## What is needed
Give back the listing word for word, from top to bottom.

## Material for this exercise
++++++

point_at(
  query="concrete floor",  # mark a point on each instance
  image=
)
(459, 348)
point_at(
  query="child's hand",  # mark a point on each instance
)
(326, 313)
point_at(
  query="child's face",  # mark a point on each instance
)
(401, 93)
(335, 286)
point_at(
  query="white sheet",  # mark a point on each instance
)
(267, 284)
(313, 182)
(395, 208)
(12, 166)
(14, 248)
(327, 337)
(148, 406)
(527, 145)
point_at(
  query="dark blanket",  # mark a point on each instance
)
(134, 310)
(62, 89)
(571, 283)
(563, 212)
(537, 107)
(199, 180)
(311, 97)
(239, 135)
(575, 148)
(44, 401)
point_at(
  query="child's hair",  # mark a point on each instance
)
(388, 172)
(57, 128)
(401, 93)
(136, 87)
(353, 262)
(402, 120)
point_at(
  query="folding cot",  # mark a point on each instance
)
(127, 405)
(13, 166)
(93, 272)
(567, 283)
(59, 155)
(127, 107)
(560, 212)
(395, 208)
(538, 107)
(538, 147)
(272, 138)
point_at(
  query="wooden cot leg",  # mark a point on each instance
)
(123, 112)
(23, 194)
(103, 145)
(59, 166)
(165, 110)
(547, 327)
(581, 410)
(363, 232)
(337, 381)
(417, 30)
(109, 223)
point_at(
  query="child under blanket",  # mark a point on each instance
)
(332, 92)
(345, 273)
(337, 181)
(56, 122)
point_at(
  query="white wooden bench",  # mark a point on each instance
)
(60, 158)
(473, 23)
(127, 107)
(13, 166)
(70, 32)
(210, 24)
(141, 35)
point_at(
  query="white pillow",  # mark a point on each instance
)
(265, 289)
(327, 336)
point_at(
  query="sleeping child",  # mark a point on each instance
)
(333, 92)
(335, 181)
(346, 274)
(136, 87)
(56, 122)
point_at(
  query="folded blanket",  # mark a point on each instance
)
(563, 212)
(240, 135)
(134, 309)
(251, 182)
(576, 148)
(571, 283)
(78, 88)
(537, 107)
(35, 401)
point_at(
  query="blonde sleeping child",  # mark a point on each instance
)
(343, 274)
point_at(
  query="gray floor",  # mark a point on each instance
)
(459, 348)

++++++

## Reply to the task
point_at(
  query="concrete floor",  # mark a point on each instance
  image=
)
(459, 348)
point_at(
  query="child's hand",  # mark a point on each instance
)
(326, 313)
point_at(
  query="child's face",  # mark a point on each instance
)
(401, 93)
(335, 286)
point_at(
  query="white sheet",  # mark a point on each instance
)
(267, 284)
(313, 182)
(395, 208)
(12, 166)
(14, 248)
(327, 337)
(148, 406)
(527, 145)
point_at(
  query="dark blanket",  # mark a point on each instance
)
(134, 310)
(62, 89)
(571, 283)
(563, 212)
(537, 107)
(199, 180)
(311, 97)
(239, 135)
(575, 148)
(44, 401)
point_at(
  query="child's hair",  # mark a point on each instance
)
(388, 172)
(57, 128)
(401, 93)
(136, 87)
(353, 262)
(402, 120)
point_at(
  query="folding cot",  # mark a point on each instance
)
(127, 405)
(13, 166)
(93, 272)
(567, 283)
(59, 155)
(127, 107)
(560, 212)
(395, 208)
(538, 107)
(538, 147)
(272, 138)
point_at(
  query="wooden cot leg",  # mark a point on each instance
)
(123, 112)
(23, 194)
(103, 145)
(59, 166)
(165, 110)
(547, 327)
(581, 410)
(363, 232)
(337, 381)
(417, 30)
(109, 223)
point_at(
  query="child under blanket",  # mark a point on each instance
)
(332, 92)
(345, 273)
(337, 181)
(56, 122)
point_at(
  query="white wooden bench",  # mark a point on each instance
)
(60, 158)
(473, 23)
(127, 107)
(13, 166)
(70, 32)
(210, 24)
(141, 35)
point_at(
  query="white pillow",  # mark a point on each instance
)
(265, 289)
(327, 336)
point_at(
  query="sleeping child",  # mark a point on each instance
)
(333, 92)
(335, 181)
(346, 274)
(136, 87)
(56, 122)
point_at(
  query="folded blanket",  # mark a point on each instance
)
(563, 212)
(240, 135)
(134, 309)
(251, 182)
(576, 148)
(571, 283)
(78, 88)
(537, 107)
(35, 401)
point_at(
  query="blonde sleeping child",  # mark a point on each instance
)
(343, 274)
point_at(
  query="gray floor",  # mark a point on each instance
)
(459, 348)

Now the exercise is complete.